◆ ENTRIES SUPPLIED ◆
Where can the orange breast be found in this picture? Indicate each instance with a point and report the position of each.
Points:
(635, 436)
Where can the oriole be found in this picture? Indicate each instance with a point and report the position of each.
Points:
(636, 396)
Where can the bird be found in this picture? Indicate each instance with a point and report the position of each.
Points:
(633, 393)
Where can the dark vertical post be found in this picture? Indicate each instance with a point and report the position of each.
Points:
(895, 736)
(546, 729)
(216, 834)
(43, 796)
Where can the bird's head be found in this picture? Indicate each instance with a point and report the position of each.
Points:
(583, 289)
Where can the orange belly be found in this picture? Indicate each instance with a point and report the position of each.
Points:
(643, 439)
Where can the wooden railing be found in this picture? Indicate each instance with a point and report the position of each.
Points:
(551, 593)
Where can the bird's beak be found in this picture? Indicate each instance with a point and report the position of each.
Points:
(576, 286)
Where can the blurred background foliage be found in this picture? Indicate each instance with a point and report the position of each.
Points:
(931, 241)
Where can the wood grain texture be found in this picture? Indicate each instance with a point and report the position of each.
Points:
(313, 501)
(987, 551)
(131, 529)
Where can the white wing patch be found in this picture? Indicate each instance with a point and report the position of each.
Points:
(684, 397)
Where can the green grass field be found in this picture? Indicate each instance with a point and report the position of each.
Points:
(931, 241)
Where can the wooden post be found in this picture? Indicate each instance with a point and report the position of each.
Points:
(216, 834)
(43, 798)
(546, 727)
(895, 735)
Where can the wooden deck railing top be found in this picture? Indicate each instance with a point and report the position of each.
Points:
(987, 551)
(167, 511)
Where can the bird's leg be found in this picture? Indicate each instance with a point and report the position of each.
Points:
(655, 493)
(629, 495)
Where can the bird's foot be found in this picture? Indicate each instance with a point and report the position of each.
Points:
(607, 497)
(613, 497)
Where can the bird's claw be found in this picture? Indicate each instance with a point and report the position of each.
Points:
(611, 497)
--
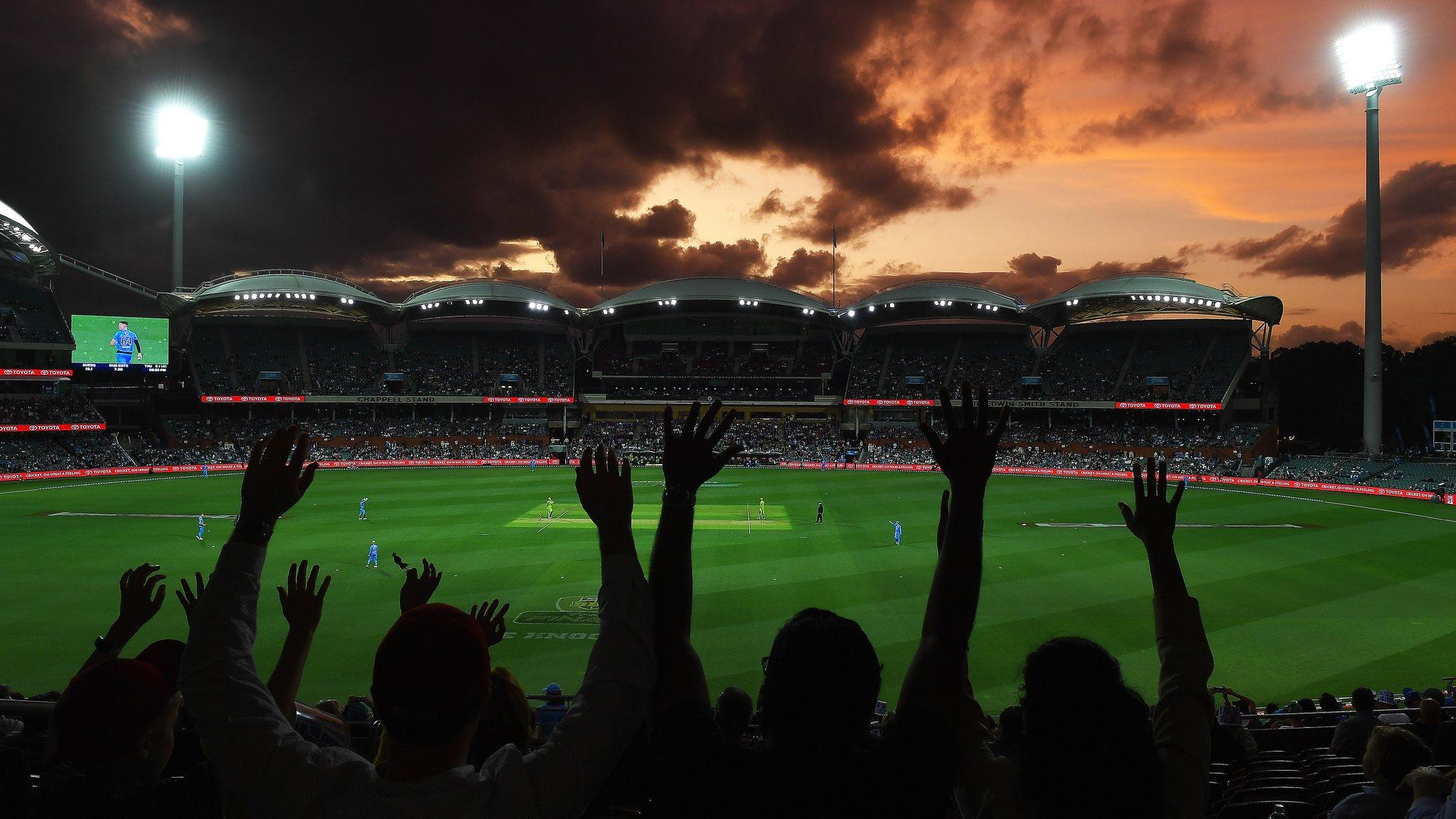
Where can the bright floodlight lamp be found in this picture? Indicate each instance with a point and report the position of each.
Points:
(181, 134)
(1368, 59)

◆ EXERCISE GOAL ◆
List every line in the rows above that contains the string "railing", matching case exactly.

◆ RESPONSE ◆
Where can the wooden railing be found in this picture? Indicate each instance with a point and report the position of each.
Where can the wooden deck railing top be found in this picture? Indicate each instance with a point and report the position of each.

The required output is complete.